Locate every line in the listing below that contains the word "tree" and copy each of those lines in full.

--- Begin RECORDS FOR THE EXERCISE ---

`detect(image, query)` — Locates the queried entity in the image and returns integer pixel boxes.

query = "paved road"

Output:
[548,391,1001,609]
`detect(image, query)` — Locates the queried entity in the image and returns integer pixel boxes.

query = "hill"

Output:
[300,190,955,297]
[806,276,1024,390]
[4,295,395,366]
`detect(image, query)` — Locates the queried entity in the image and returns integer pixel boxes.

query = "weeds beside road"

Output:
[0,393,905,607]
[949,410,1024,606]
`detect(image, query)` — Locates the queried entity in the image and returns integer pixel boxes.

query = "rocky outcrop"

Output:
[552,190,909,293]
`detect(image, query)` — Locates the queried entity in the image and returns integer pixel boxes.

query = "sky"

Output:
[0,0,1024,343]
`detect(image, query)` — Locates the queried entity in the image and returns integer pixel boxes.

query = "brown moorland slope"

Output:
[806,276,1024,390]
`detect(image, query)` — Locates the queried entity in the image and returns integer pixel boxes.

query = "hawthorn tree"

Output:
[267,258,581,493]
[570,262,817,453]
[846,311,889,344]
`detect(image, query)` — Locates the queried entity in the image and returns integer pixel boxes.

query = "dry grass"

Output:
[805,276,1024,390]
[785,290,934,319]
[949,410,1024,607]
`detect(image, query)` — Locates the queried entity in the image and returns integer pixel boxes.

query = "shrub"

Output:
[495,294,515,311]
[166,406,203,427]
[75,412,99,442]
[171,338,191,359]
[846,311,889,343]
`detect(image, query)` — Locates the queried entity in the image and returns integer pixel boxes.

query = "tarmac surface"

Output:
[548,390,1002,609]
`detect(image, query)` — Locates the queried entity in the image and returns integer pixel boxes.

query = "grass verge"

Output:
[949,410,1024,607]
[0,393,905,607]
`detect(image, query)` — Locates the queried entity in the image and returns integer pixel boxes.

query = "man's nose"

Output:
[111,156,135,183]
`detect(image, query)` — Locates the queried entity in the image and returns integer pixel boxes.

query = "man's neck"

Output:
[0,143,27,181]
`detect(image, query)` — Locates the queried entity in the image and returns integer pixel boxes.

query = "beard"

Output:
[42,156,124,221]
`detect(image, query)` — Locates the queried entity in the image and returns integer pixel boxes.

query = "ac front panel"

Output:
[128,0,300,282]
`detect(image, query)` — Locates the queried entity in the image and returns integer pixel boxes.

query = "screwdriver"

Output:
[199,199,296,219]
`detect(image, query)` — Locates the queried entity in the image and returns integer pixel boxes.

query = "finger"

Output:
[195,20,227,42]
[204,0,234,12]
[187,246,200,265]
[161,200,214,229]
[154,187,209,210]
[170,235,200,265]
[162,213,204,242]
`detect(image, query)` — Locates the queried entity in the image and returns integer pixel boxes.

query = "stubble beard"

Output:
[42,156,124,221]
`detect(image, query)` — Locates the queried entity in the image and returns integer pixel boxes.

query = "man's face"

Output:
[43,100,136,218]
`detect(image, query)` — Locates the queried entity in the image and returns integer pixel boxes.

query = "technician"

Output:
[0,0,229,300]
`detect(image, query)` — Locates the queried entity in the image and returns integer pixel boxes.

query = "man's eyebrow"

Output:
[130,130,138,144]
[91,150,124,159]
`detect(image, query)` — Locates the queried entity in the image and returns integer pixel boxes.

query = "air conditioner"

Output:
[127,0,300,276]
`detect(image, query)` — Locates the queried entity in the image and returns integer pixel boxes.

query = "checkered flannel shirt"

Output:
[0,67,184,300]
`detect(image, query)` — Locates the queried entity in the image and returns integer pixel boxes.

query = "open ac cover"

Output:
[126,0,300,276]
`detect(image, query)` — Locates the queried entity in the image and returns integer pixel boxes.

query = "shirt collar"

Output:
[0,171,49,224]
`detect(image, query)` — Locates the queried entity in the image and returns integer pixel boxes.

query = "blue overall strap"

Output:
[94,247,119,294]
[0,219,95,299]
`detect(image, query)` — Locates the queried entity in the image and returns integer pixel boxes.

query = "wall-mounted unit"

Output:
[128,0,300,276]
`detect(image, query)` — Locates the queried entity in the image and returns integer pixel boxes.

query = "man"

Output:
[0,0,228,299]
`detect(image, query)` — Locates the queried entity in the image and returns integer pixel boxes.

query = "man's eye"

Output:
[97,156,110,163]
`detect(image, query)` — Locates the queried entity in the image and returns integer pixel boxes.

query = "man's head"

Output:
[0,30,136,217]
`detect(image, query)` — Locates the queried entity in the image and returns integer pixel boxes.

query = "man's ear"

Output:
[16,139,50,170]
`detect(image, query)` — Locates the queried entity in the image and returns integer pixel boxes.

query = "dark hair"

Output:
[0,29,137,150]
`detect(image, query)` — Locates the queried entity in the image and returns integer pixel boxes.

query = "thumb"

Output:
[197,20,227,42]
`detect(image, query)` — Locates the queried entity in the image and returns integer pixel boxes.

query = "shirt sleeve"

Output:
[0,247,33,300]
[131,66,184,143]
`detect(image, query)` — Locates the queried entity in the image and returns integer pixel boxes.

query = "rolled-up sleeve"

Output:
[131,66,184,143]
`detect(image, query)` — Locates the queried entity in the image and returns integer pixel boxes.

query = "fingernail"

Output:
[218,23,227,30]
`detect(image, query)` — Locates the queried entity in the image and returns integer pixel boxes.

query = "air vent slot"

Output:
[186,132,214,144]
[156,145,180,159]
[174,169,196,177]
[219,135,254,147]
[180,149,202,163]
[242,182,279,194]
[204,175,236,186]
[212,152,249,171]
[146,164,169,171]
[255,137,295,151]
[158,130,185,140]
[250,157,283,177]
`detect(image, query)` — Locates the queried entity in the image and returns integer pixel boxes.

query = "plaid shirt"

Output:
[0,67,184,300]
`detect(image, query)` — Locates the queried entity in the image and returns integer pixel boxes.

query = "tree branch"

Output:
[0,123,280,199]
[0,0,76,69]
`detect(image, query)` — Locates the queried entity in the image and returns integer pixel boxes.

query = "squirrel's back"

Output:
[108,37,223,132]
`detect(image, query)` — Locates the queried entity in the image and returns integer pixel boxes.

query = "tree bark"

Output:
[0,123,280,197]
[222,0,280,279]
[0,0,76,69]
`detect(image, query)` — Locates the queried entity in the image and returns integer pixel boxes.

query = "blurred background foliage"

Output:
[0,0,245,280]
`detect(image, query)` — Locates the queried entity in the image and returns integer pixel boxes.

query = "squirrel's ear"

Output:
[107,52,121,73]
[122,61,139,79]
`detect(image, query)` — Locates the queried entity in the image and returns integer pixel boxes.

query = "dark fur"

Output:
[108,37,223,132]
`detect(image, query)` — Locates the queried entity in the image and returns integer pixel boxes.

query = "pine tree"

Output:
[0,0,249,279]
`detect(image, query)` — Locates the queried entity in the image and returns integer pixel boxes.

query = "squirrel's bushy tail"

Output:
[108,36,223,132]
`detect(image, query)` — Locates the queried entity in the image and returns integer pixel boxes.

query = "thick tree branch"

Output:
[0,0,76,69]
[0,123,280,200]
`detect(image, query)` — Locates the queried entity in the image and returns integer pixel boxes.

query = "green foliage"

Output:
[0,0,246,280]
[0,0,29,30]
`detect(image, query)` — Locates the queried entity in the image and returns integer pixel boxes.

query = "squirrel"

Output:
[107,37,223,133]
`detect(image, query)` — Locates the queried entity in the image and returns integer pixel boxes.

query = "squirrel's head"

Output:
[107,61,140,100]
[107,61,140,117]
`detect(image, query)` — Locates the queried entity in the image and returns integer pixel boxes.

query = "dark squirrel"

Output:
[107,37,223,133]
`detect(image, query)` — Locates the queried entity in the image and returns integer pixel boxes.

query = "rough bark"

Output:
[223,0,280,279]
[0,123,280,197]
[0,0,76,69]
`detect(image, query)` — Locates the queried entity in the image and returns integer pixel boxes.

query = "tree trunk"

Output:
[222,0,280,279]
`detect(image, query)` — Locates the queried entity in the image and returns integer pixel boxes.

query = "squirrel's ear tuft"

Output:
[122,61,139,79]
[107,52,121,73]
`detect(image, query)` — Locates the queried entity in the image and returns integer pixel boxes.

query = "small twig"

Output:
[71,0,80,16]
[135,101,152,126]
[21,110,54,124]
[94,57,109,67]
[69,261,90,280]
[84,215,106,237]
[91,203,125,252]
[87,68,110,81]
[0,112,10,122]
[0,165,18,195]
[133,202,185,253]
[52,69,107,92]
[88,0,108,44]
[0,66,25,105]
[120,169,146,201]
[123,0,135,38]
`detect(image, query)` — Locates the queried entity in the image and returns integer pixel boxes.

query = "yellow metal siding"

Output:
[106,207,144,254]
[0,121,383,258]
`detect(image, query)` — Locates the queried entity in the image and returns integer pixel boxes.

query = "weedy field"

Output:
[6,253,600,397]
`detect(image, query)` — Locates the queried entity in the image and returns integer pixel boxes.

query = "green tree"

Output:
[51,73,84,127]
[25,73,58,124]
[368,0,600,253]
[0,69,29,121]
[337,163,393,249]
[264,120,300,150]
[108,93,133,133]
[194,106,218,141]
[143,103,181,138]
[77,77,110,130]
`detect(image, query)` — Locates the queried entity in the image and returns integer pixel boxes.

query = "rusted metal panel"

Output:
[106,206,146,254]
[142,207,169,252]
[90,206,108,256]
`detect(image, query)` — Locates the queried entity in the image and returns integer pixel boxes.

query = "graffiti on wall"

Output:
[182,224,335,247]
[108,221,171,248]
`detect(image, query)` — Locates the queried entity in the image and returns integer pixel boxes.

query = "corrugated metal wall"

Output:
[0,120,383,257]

--- End RECORDS FOR THE EXERCISE ---

* [RESPONSE BELOW]
query = "hawthorn tree"
query = "tree branch"
query = "tree bark"
query = "pine tree"
query = "thick tree branch"
query = "tree trunk"
query = "green tree"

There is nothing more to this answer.